▶ Work to complete:
Give back the records below exactly, every one, with no pictures.

(Polygon annotations for photos)
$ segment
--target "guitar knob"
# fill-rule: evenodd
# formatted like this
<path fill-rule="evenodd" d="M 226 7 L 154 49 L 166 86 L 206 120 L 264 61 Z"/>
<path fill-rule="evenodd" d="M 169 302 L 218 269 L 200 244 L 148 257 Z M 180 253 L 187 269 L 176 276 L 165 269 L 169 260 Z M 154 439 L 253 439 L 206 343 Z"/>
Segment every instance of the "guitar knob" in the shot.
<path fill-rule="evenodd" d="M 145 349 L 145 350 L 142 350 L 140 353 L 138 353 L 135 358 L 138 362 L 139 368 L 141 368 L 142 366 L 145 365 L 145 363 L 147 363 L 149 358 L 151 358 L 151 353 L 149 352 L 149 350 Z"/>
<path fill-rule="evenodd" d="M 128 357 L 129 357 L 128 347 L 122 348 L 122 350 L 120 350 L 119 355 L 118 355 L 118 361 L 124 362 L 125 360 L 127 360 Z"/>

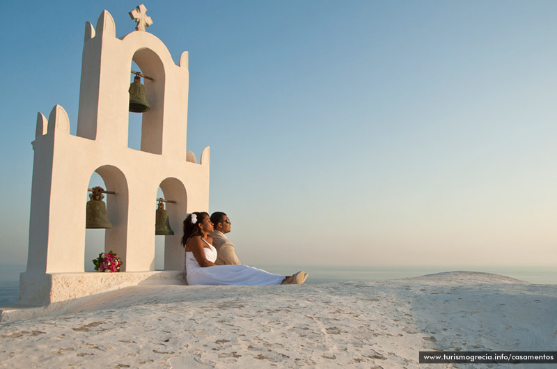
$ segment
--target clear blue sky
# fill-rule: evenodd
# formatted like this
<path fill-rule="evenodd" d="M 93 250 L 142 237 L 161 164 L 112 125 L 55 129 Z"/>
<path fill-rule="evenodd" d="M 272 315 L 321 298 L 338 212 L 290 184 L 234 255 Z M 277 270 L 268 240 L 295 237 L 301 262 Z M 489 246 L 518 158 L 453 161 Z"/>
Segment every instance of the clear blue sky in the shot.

▶ Response below:
$ segment
--target "guitar knob"
# fill-rule: evenodd
# formatted like this
<path fill-rule="evenodd" d="M 226 7 L 154 49 L 166 86 L 206 120 L 264 61 Z"/>
<path fill-rule="evenodd" d="M 169 302 L 218 269 L 200 244 L 148 257 Z M 180 253 L 187 269 L 176 276 L 165 269 L 169 260 Z M 154 439 L 253 439 L 206 343 Z"/>
Segment every instance of the "guitar knob" in the shot.
<path fill-rule="evenodd" d="M 145 349 L 145 350 L 142 350 L 140 353 L 138 353 L 135 358 L 138 362 L 139 368 L 141 368 L 142 366 L 145 365 L 145 363 L 147 363 L 149 358 L 151 358 L 151 353 L 149 352 L 149 350 Z"/>
<path fill-rule="evenodd" d="M 128 357 L 129 357 L 128 347 L 122 348 L 122 350 L 120 350 L 119 355 L 118 355 L 118 361 L 124 362 L 125 360 L 127 360 Z"/>

$ segment
--target clear blue sky
# fill-rule: evenodd
# formatted like this
<path fill-rule="evenodd" d="M 93 250 L 142 237 L 161 164 L 112 125 L 55 129 Z"/>
<path fill-rule="evenodd" d="M 272 315 L 321 298 L 338 212 L 290 184 L 234 255 Z M 277 270 L 268 240 L 295 237 L 301 262 Z M 489 246 L 518 158 L 453 161 Z"/>
Segment every instance of the clear blue sky in the shot.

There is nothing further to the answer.